DESCRIPTION OF THE TASK - The records that follow must be repeated verbatim, every one of them.

STORED DATA -
=-=-=-=-=
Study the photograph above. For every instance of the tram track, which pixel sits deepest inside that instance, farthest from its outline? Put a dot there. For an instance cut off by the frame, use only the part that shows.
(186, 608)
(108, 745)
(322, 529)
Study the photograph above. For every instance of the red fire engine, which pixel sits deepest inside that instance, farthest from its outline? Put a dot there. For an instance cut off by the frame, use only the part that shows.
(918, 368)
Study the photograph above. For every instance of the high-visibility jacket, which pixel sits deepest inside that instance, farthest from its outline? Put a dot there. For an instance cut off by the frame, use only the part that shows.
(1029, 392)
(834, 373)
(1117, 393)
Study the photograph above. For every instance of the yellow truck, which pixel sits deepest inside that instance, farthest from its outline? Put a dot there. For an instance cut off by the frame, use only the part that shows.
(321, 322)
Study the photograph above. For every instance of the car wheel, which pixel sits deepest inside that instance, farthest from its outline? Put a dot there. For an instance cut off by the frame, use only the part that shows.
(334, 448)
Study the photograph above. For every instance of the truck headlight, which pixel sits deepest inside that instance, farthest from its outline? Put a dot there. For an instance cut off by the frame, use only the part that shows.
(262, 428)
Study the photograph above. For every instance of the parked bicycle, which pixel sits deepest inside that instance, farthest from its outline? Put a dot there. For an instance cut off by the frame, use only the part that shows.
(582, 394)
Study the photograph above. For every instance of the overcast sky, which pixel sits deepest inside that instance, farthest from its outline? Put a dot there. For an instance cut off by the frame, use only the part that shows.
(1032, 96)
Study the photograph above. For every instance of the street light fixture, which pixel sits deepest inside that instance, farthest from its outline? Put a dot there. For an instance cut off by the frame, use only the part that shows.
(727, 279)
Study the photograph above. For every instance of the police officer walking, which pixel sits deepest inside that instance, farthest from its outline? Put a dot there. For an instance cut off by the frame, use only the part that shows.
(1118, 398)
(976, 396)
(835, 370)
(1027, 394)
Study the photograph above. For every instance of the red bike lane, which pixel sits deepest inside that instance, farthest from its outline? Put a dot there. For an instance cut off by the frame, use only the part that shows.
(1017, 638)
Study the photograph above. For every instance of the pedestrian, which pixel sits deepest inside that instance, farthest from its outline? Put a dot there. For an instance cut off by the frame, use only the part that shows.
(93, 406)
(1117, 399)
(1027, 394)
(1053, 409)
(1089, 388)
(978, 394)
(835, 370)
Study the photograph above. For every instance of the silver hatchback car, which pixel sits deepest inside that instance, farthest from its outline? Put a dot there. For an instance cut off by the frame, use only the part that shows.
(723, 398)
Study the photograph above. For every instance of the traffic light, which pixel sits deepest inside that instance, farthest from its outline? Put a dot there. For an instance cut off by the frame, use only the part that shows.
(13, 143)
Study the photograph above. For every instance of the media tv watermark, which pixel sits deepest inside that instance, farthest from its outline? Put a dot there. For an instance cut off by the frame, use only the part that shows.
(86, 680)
=-=-=-=-=
CORRECT RESULT -
Study the photograph above. For every instance of the tram track, which pixel sits deepest inside that instance, farthest from its outline? Put a dot there. For an instance cut off by the frame, use only the part that shows.
(186, 608)
(108, 745)
(322, 529)
Study the photograph above. For every instance of the red fire engine, which pixel sits deepest inside that instance, farthest from its outline? Put a dot there. For an instance cut off by the frame, use only the part that shows.
(918, 368)
Study the photograph above. For every instance of the high-visibility jacket, which pixel sits deepest inside that instance, farthest from its outline? Put a dot there. For an instance cut off by the frame, use only the part that shows.
(1029, 392)
(834, 373)
(1117, 393)
Study the photograph above. For every instance of the yellow truck, which pixel sits deepest inside that instance, farthest from its outline? Put a dot there. For an instance cut off by the frame, use only the part that shows.
(321, 322)
Study the photograph above. For every instance of the car wheel, which pixel sits deepest inside that instance, farthest from its outline? Put a dot there. For an instance cut off by the frame, use only the part that shows.
(334, 448)
Study the photograph above. For every instance of the truck headlight, which pixel sits deepest inside that instance, farthest from its outline? Put a dot there. For an instance cut off by the frame, use only the part that shows.
(262, 428)
Study the photograph above. For every instance of the parked bicycle, which pixel sits deepest inside that instance, farthest from its outline? Put a dot there. For an instance cut off by the frame, use only the part that shows.
(582, 394)
Study the photograph above. For every instance of the overcast sky, which pixel sits deepest inside that instance, farthest from its outline? Put a dot there. For an instance cut off by the frame, use only the part that shows.
(1032, 96)
Study the photograph above. For every instance of the street light fixture, which pixel sits deepest inside that instance, farthest from its outline? Put a dot there. For an instance cut off by the frame, use only the part that shows.
(727, 279)
Study the photograph above. For every instance of the police officer walking, which pixel sits deepest inside that instance, farthest from its outline? Put a dot there. For an instance cut off by the frame, use only the part that shows.
(1118, 398)
(976, 396)
(835, 370)
(1027, 394)
Study the photograph above. For every instance of the red bike lane, which pixel sits deepest inside that instance, farthest from its outline? Put a dot there. For an instance cut off by the frame, use only the part that shows.
(1017, 638)
Study the photograph above. For every instance of the pedestrian, which pixel sits deepest inside that instance, farthest from its outline? Put a dot there. For an instance cut off by the frame, use only the part that shows.
(93, 406)
(1117, 399)
(1027, 394)
(1053, 409)
(1089, 388)
(978, 394)
(835, 370)
Study the photograph above. For every instance of the silver hatchback car, which pixel sits deepest inside that instance, farthest from its outline? Put a dot there. For an instance cut off by the frame, use only the part that shows.
(723, 398)
Study the photograph above. For every instance of the traffic light, which pixel sits deepest inside that instance, farthest from its outline? Put a dot there. For an instance cut off by the frame, use only the part that shows.
(13, 143)
Study the photograph above. For every instance of the media tv watermark, which pixel sits deepest inside that instance, farthest from its outline? Put a dot there. For an instance cut off by the frame, use only the part that shows.
(86, 680)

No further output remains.